■ **PROBLEM TO SOLVE**: A precise copy of the data is required, with every picture left out.

■ **DATA PROVIDED**:
▬▬▬▬▬▬

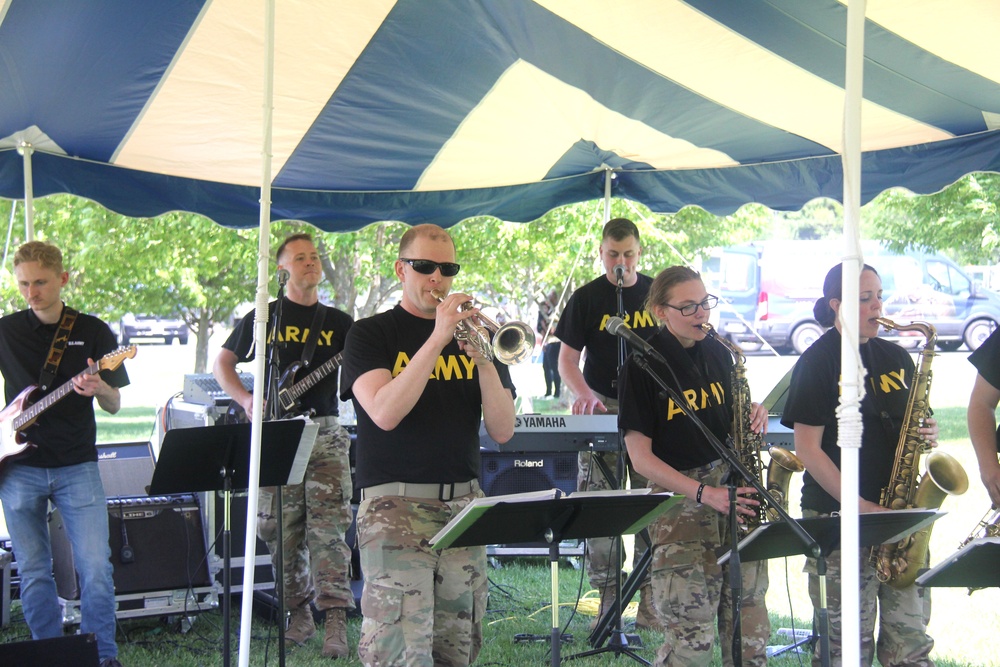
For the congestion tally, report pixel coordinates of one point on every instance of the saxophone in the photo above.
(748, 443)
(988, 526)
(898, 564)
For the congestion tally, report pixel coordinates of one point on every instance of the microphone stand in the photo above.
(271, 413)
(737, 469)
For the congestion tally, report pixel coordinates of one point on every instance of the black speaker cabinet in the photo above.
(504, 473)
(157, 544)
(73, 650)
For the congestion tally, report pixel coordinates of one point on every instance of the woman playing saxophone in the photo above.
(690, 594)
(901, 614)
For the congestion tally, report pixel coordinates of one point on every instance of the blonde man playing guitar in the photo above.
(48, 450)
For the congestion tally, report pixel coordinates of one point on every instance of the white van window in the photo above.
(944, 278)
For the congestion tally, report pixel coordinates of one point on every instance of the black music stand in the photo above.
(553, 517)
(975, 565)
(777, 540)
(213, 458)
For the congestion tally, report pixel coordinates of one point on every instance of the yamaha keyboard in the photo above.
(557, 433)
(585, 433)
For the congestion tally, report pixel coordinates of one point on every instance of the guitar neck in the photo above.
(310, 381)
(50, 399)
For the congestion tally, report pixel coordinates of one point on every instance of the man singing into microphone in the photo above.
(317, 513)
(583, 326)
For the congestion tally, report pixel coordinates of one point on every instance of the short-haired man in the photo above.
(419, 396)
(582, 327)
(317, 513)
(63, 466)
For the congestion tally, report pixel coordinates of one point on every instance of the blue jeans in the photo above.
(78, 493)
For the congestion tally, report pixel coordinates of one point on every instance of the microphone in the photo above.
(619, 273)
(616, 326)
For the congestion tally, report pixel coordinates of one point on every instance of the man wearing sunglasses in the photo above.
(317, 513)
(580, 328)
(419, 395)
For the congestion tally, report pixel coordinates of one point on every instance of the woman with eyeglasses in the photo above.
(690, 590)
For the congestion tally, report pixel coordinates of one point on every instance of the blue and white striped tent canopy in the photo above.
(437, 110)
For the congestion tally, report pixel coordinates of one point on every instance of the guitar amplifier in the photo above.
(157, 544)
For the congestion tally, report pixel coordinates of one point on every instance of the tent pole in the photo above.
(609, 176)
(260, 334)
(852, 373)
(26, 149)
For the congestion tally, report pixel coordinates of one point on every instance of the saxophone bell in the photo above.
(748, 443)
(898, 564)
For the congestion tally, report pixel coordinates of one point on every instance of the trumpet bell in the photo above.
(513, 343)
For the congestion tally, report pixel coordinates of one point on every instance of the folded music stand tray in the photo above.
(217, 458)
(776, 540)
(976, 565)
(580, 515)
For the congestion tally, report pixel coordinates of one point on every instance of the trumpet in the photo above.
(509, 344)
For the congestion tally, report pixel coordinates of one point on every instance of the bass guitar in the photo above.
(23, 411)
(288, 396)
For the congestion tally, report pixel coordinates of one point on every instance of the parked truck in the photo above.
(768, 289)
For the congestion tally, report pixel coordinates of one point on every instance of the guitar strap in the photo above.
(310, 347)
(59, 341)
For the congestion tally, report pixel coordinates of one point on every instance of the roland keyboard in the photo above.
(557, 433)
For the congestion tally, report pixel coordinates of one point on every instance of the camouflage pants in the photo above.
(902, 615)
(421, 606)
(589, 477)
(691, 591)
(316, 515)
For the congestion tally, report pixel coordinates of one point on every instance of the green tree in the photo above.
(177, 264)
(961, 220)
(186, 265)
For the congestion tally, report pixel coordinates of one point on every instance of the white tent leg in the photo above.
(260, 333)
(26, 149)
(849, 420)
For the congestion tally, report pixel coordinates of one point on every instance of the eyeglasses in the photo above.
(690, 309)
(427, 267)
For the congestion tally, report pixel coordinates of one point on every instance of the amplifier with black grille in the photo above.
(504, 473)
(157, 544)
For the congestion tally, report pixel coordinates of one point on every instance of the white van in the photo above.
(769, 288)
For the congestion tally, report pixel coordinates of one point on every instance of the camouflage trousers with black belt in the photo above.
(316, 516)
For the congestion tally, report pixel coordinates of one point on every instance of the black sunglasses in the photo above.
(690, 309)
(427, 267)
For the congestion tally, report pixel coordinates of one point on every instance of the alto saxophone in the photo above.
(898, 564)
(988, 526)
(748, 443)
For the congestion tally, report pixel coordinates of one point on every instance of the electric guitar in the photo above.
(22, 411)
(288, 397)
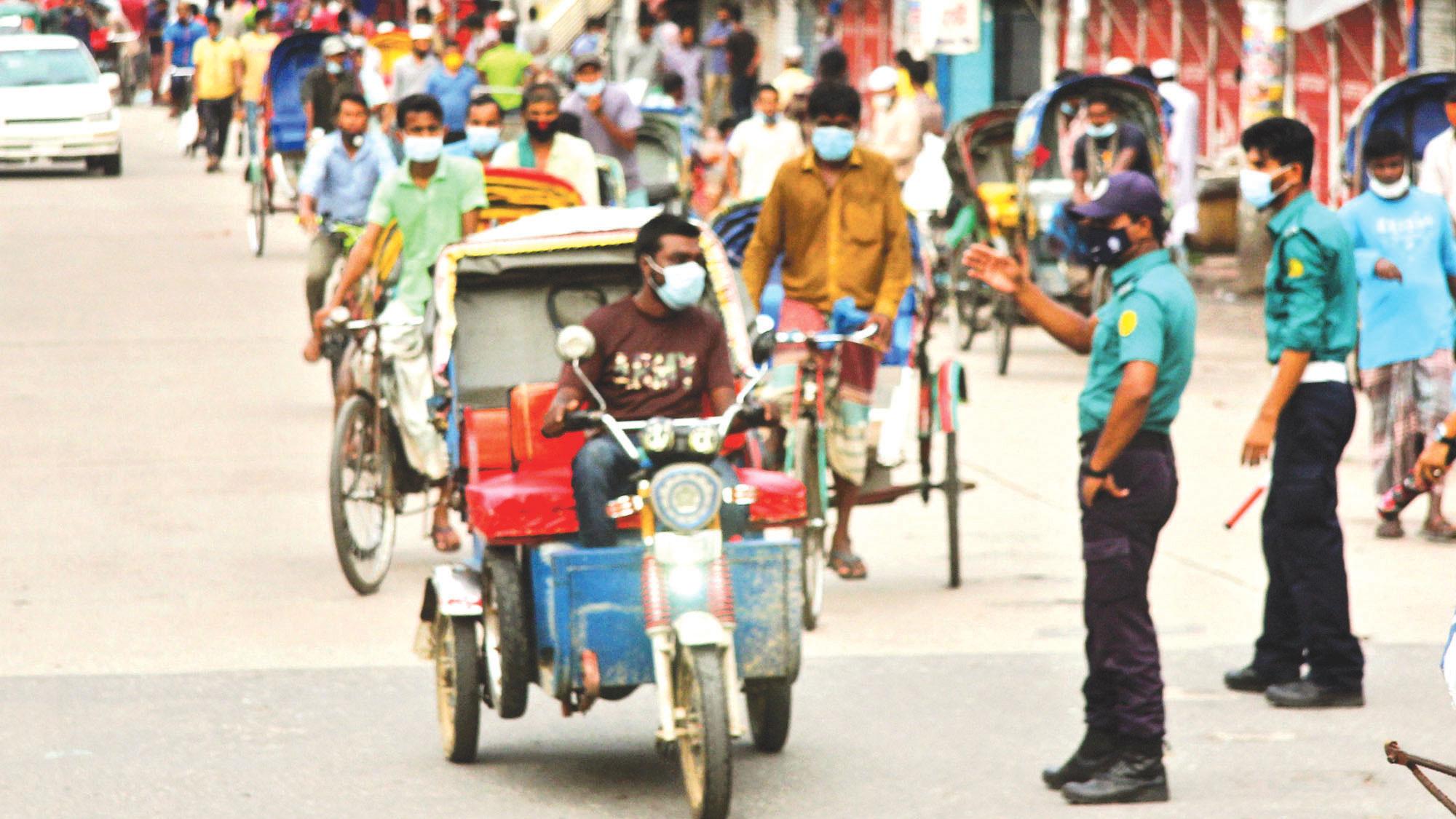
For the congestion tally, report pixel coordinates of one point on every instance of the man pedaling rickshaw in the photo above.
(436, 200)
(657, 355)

▬▬▬▬▬▬

■ **OUTPUT FOR THIS EXERCISE**:
For the congestion tally, report pixel coordinates of one point on every instance of the saxophone in the photo above.
(748, 443)
(988, 526)
(898, 564)
For the congestion tally, report pixel coordinates of one point on every instance of the microphone stand in the photo above.
(271, 413)
(737, 469)
For the congestion tally, report pixel coordinates of one point on every instance of the black speaker cabinet in the photo above.
(504, 473)
(157, 544)
(73, 650)
For the congestion tally, report pixel coordinates of one point on every instance of the woman playing saxophone in the photo above.
(690, 594)
(901, 614)
For the congestion tally, report pixel coordinates of one point on every instance of the blonde man playing guitar in the photo above.
(48, 450)
For the congestion tally, report pixel coordinates of one point on every instance of the white van window in the photo above.
(944, 278)
For the congestion tally, report pixel coordinates of one point on every instance of the black music stand in the photo above.
(553, 517)
(975, 565)
(777, 540)
(213, 458)
For the congestion tally, report pixel coordinates of one point on every instance of the yamaha keyboard in the photo above.
(557, 433)
(585, 433)
For the congestion tally, report pixel coordinates of one point on every instance of the guitar neck in the photo above.
(310, 381)
(50, 399)
For the congestion tally, report pixel coordinates of one point on every instance of the man singing into microphone in the photo above.
(317, 513)
(583, 326)
For the congestion tally, report pixel coordinates of one point on every instance of the short-haired man in the photo above.
(419, 396)
(582, 327)
(317, 513)
(63, 466)
For the congestion tally, report pixel coordinates of one point on every instance of the blue jeans in the photo above.
(78, 493)
For the congestion tally, report pixel coordinates of one point on every instance of the microphone in the photo above.
(619, 273)
(616, 326)
For the congestion tally, report pixel coordinates of one point on every instance of the man wearing sunglasses in the photo above.
(317, 513)
(580, 328)
(419, 395)
For the congestion tally, report pixel coordinates of one point on every instance of the woman with eyeglasses in the photo above.
(690, 590)
For the congestion tally, report pixel coordinates of one point on every instance of the blue and white striped tent canopy in the photo above.
(437, 110)
For the congestion tally, report pixel coordinates of one point on every instance of the guitar amplifier in the photo above.
(157, 544)
For the congestion tally, report pixel coordinates of one point on every instance of the tent pole in the photo above.
(609, 176)
(260, 334)
(852, 373)
(26, 149)
For the congestion tally, report pixel coordinates of one point on every instance of the saxophone bell in the photo above.
(748, 443)
(898, 564)
For the congestion tally, report pixel coordinates of one point on every instance of the trumpet bell in the photo above.
(513, 343)
For the congestion tally, report pixel coordinates of one point on every instance of the folded music stand tray in the photo above.
(217, 458)
(776, 540)
(976, 565)
(580, 515)
For the congestion tally, report pixel coordinates of one point on every instance of the trumpet in the photo above.
(509, 344)
For the congestion tally, report pixel coordinates of one point on every instance of the bass guitar in the photo above.
(23, 411)
(288, 396)
For the congestion tally, report pixel coordinates of one point on every instance of the parked truck in the photo above.
(768, 289)
For the congestion tally, report pixel coordinates of one point on every instance of the guitar strap in the photo above.
(310, 347)
(59, 341)
For the congestion tally, report pixel coordinates of one point on every instance of the roland keyboard in the photo above.
(557, 433)
For the congestion tally, report pixel coordinates of one point on every instance of the camouflage pants in the photo above.
(902, 615)
(421, 606)
(589, 477)
(691, 591)
(316, 515)
For the congestion tally, report pixel coordinates of one point on every instance of the green tree in the photo above.
(177, 264)
(961, 220)
(186, 265)
For the congestion tally, report pixel coordinates of one point on every instance of the white tent leg in the photo above.
(260, 333)
(26, 149)
(849, 420)
For the congestion tally, report pixel coordinates of one point on every instance of the eyeglasses in the photo above.
(690, 309)
(427, 267)
For the congestion tally, report pixel coordinates of one point on every instance of the amplifier with black grille in the photo above.
(504, 473)
(157, 544)
For the congestion tally, report pixel coordinates of one point on every instance of the white van in the photo above.
(769, 288)
For the congestion tally, report pixel coordinates of one point on every instance of the camouflage trousers with black belt in the photo above.
(316, 516)
For the congestion tally, report pixel coordinates of one point on every instance of the black sunglasses in the photo above.
(690, 309)
(427, 267)
For the congestion tally, report pixel coordinates of one point on every instance of the alto saxophone in the photo above.
(898, 564)
(988, 526)
(748, 443)
For the congestion tally, report pixel coordinates of one point on every instance of the electric guitar in the photo above.
(22, 411)
(288, 397)
For the congestion tally, report pixel coordinates of one point on every instance of the man pedaling rickshaw in the photo above.
(436, 200)
(657, 355)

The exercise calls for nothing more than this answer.